Data excerpts
↓↓↓
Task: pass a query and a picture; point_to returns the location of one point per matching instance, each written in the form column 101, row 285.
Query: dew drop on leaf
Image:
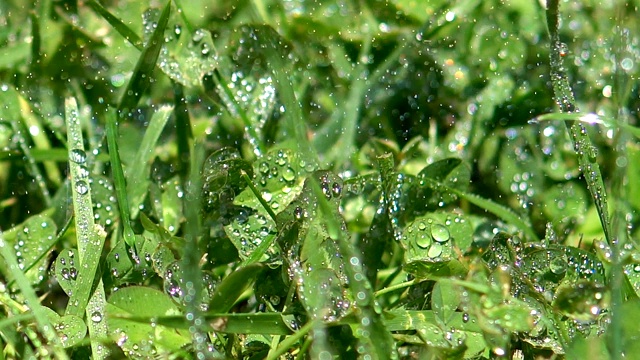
column 82, row 188
column 78, row 156
column 440, row 233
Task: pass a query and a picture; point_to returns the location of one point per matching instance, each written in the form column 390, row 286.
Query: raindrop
column 435, row 250
column 78, row 156
column 423, row 241
column 440, row 233
column 83, row 172
column 96, row 316
column 81, row 187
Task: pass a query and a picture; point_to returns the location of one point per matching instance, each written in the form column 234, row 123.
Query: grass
column 271, row 179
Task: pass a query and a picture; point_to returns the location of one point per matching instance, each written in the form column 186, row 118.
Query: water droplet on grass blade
column 440, row 233
column 82, row 188
column 78, row 156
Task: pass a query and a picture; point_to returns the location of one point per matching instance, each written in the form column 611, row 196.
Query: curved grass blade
column 230, row 289
column 120, row 27
column 118, row 178
column 374, row 337
column 44, row 325
column 191, row 258
column 563, row 95
column 258, row 323
column 137, row 177
column 502, row 212
column 90, row 239
column 9, row 102
column 144, row 67
column 265, row 42
column 590, row 118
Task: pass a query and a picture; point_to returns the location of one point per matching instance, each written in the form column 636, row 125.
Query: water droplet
column 96, row 316
column 81, row 187
column 440, row 233
column 83, row 172
column 78, row 156
column 423, row 241
column 435, row 250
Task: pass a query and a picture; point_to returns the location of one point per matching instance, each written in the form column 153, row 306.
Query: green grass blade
column 230, row 289
column 90, row 238
column 191, row 257
column 9, row 102
column 118, row 178
column 141, row 77
column 590, row 118
column 377, row 342
column 581, row 142
column 502, row 212
column 44, row 325
column 279, row 64
column 120, row 27
column 184, row 131
column 258, row 323
column 137, row 179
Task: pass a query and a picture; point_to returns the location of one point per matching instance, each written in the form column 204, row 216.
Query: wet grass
column 275, row 179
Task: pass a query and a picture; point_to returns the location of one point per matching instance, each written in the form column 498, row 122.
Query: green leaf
column 141, row 77
column 137, row 178
column 233, row 285
column 70, row 328
column 143, row 339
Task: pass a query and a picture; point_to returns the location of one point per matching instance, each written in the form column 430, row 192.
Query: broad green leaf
column 137, row 175
column 143, row 339
column 429, row 242
column 142, row 73
column 445, row 299
column 230, row 289
column 70, row 328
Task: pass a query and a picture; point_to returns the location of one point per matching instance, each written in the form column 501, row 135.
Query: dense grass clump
column 302, row 179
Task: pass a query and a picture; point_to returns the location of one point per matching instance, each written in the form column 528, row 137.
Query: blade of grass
column 294, row 119
column 42, row 321
column 191, row 258
column 250, row 130
column 502, row 212
column 184, row 132
column 371, row 331
column 137, row 177
column 141, row 77
column 563, row 95
column 258, row 323
column 90, row 239
column 120, row 27
column 289, row 342
column 9, row 102
column 118, row 178
column 590, row 118
column 40, row 140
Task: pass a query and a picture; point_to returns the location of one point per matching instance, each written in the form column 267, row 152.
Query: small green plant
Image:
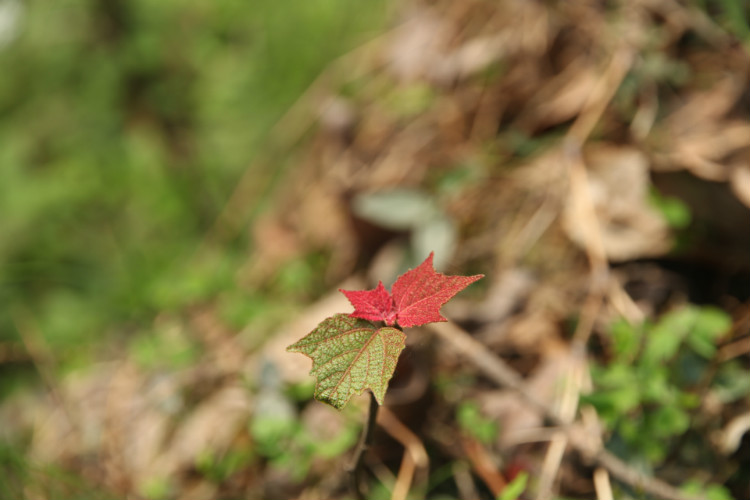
column 643, row 394
column 351, row 354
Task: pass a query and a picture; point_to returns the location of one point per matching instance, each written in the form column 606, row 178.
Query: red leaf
column 372, row 305
column 419, row 293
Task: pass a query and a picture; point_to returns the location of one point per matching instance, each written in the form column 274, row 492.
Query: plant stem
column 355, row 468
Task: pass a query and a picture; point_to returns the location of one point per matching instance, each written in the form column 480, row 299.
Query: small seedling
column 351, row 354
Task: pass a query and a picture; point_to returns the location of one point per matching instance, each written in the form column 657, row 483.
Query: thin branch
column 355, row 468
column 497, row 370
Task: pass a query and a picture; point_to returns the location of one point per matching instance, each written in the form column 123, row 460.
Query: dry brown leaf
column 617, row 187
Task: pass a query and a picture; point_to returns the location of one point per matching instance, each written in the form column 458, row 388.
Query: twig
column 497, row 370
column 355, row 468
column 414, row 464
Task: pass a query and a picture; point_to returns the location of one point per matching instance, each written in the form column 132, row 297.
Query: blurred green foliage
column 646, row 392
column 124, row 128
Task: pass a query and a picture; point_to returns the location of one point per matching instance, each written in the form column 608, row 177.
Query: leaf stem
column 355, row 468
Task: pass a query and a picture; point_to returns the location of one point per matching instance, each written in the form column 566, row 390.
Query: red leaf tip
column 416, row 298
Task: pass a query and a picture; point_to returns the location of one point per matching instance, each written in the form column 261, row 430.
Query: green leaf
column 349, row 355
column 514, row 489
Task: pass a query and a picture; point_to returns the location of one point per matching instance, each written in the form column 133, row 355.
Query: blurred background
column 184, row 186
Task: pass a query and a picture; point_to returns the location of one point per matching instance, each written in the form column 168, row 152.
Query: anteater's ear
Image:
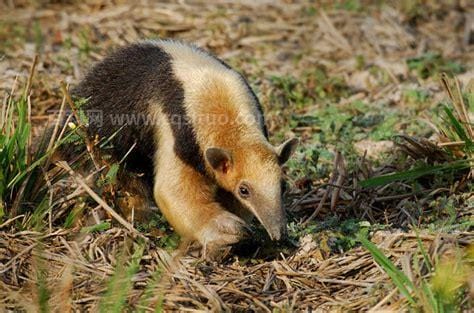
column 219, row 159
column 286, row 149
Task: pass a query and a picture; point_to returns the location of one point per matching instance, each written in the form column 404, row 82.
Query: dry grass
column 261, row 39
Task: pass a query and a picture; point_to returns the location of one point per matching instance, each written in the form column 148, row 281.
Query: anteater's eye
column 244, row 191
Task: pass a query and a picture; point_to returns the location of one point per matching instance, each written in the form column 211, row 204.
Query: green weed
column 441, row 290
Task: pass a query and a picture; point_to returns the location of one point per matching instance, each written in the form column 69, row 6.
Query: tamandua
column 199, row 138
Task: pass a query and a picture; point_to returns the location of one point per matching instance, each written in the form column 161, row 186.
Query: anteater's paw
column 221, row 231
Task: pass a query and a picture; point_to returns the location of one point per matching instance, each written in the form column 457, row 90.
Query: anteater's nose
column 278, row 231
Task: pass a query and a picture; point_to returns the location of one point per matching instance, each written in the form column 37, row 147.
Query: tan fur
column 224, row 116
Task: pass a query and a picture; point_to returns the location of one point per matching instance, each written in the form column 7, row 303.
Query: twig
column 98, row 199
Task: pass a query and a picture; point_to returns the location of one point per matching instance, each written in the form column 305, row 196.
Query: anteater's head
column 252, row 173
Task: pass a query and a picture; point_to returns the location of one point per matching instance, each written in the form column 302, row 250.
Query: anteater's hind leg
column 187, row 201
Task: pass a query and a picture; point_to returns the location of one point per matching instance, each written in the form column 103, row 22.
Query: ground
column 356, row 81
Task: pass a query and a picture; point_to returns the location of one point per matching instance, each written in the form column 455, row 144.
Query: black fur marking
column 125, row 84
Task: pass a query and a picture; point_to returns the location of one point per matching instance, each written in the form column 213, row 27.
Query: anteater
column 198, row 136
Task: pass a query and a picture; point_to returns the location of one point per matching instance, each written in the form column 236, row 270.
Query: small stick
column 98, row 199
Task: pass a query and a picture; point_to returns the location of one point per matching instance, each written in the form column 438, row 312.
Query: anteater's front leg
column 187, row 201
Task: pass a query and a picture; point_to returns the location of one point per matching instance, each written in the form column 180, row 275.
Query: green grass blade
column 400, row 280
column 415, row 173
column 120, row 284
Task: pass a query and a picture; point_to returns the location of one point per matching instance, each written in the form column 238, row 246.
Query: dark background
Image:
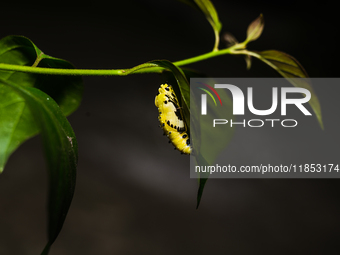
↑↑↑
About this exercise | Give all entries again verbatim, without any images.

Expected answer |
Task: pass a query and a picture; point_to returns the location of one point per matching instance, each written in the form column 101, row 285.
Query: dew drop on leaf
Image:
column 82, row 188
column 78, row 156
column 440, row 233
Task: pass a query and a picture; point_to returns the location of one point per matching instance, each written in the form column 390, row 286.
Query: raindrop
column 435, row 250
column 78, row 156
column 423, row 241
column 440, row 233
column 83, row 172
column 96, row 316
column 81, row 187
Task: pass a query and a picture; point_to returns the location of one point per matching instance, each written in the form column 234, row 123.
Query: grass
column 271, row 179
Task: pass a query and a picture; point_to returns the location of one point per matching instance, each written in the form column 186, row 118.
Query: water droplet on grass blade
column 440, row 233
column 82, row 188
column 78, row 156
Task: pass a query and a picture; point_to returns the location of one point per matching instance, each written in the form column 611, row 196.
Query: curved grass blade
column 230, row 289
column 120, row 27
column 118, row 178
column 374, row 337
column 44, row 325
column 191, row 258
column 563, row 95
column 258, row 323
column 137, row 177
column 502, row 212
column 90, row 239
column 9, row 102
column 144, row 67
column 265, row 42
column 590, row 118
Task: pass a query and a picture; point_to returns the location of one point per matching instance, each written in the form column 636, row 125.
Query: water droplet
column 96, row 316
column 81, row 187
column 440, row 233
column 83, row 172
column 78, row 156
column 423, row 241
column 435, row 250
Task: pass a query and a picture; point_to returns the location of one point per matching instance, each written in the form column 153, row 306.
Query: green grass blade
column 230, row 289
column 90, row 238
column 191, row 257
column 9, row 102
column 118, row 178
column 141, row 77
column 590, row 118
column 377, row 342
column 581, row 142
column 502, row 212
column 44, row 325
column 279, row 64
column 120, row 27
column 184, row 131
column 258, row 323
column 137, row 179
Task: pass a query and a picture; point_to returns the location of one point per matching instance, each written in the form column 204, row 216.
Query: wet grass
column 275, row 179
Task: pass a query and a picture; point_to returns the location of one point per matching instance, each written in the form column 498, row 122.
Query: green leaf
column 141, row 77
column 137, row 178
column 233, row 285
column 70, row 328
column 143, row 339
Task: pass a query and a picture; point_to returns the location of one point per matching instance, each written in the form column 430, row 192.
Query: broad green leaf
column 137, row 175
column 143, row 339
column 429, row 242
column 142, row 73
column 445, row 299
column 230, row 289
column 70, row 328
Task: pass a query and a picture; point_to returns the location of one point per matching instance, each written in the form column 501, row 135.
Query: dense grass clump
column 302, row 179
Task: pass a query and a picture; point_to returns the location of one point per matching instance, each written in the form column 528, row 137.
Query: blade of grass
column 294, row 119
column 42, row 321
column 191, row 258
column 250, row 130
column 502, row 212
column 184, row 132
column 371, row 331
column 137, row 177
column 141, row 77
column 563, row 95
column 258, row 323
column 90, row 239
column 120, row 27
column 289, row 342
column 9, row 102
column 118, row 178
column 590, row 118
column 40, row 140
Task: pass a query and a picture; point_to returns the location of one point per matching instance, each written in the form column 267, row 152.
Query: small green plant
Image:
column 643, row 394
column 351, row 354
Task: pass a query and a picture; point_to returns the location of one point per matching instance, each written in the form column 606, row 178.
Query: red leaf
column 372, row 305
column 419, row 293
Task: pass a query and a picture; point_to returns the location of one point per matching instance, each written in the form column 274, row 492.
Query: plant stem
column 355, row 468
Task: pass a query and a picture; point_to returns the location of one point per matching instance, each written in the form column 480, row 299.
Query: small seedling
column 351, row 354
Task: pass a query and a picture; point_to returns the location of one point per matching instance, each written in the form column 657, row 483.
Query: thin branch
column 355, row 468
column 497, row 370
Task: pass a query and a picture; point_to returns the location of one point per matching instance, each written in the form column 123, row 460.
Query: dry brown leaf
column 617, row 187
Task: pass a query and a picture; point_to returns the location of one point per matching instance, each written in the form column 458, row 388.
Query: twig
column 497, row 370
column 355, row 468
column 414, row 464
Task: pass a query and a picture; point_to returns the location of one point per matching instance, each written in the form column 132, row 297.
Query: blurred green foliage
column 646, row 392
column 124, row 128
Task: pass a query and a picture; point_to returns the location of one point per matching instance, each written in the form column 608, row 177.
Query: leaf stem
column 355, row 468
Task: pass a query and a picture; point_to returns the location of one point per matching instance, each written in the form column 566, row 390.
Query: red leaf tip
column 416, row 298
Task: pass a query and a picture; point_to returns the location of one point per matching instance, each written in the form column 261, row 430.
Query: green leaf
column 349, row 355
column 514, row 489
Task: pass a query and a picture; point_to returns the location of one point per matching instance, each written in the form column 133, row 355.
Query: blurred background
column 184, row 186
Task: pass a query and a picture; point_to returns the location of one point per matching instance, each written in the form column 168, row 152.
Query: anteater's ear
Image:
column 219, row 159
column 286, row 149
Task: pass a query and a picture; point_to returns the location of one point per matching instance, each written in the form column 404, row 82.
Query: dry grass
column 261, row 39
Task: pass a query and a picture; point_to returns the location of one point per matching instance, each written in the form column 148, row 281.
Query: anteater's eye
column 244, row 191
Task: pass a query and a picture; point_to returns the location of one point per matching instance, each written in the form column 211, row 204.
Query: green weed
column 441, row 290
Task: pass a query and a picture; point_to returns the location of one point per matching instance, each written in the form column 69, row 6.
Query: tamandua
column 199, row 138
Task: pass a query and a picture; point_to returns the location of one point per matching instance, each written in the form column 161, row 186.
Query: anteater's paw
column 221, row 231
Task: pass a query and a picture; point_to returns the location of one point per matching instance, each written in the form column 457, row 90.
Query: anteater's nose
column 278, row 231
Task: pass a query and a picture; point_to returns the location of one point per matching instance, each written in the form column 37, row 147.
Query: tan fur
column 224, row 116
Task: pass a query and a picture; point_to returns the location of one point per matching instance, each written in the form column 7, row 303.
Query: twig
column 98, row 199
Task: pass a query and a picture; point_to returns the location of one point per matching instance, each written in the form column 305, row 196.
Query: anteater's head
column 252, row 173
Task: pass a query and a picture; point_to returns the location of one point per matching instance, each written in the form column 302, row 250.
Query: anteater's hind leg
column 187, row 201
Task: pass a query and a picture; point_to returns the location of one point per matching instance, each written in the form column 103, row 22.
Query: ground
column 356, row 81
Task: pass a query and a picture; point_to returns the location of one point per matching instance, each written in the form column 455, row 144.
Query: black fur marking
column 125, row 84
Task: pass a query and a picture; point_to returns the location of one point per matching instance, each written in the form column 213, row 27.
Query: anteater
column 198, row 136
Task: pass a query and a picture; point_to returns the location of one point per matching instance, each written in the form column 236, row 270.
Query: small stick
column 98, row 199
Task: pass a query and a picture; point_to returns the location of one point per matching instance, each written in the form column 438, row 312.
Query: anteater's front leg
column 187, row 201
Task: pass a query and a picture; point_to returns the location of one point per matching instance, each written in the form column 180, row 275.
Query: green grass blade
column 400, row 280
column 415, row 173
column 120, row 284
Task: pass a query and a picture; point_to returns the location of one point per matching instance, each written in the form column 238, row 246.
Query: dark background
Image:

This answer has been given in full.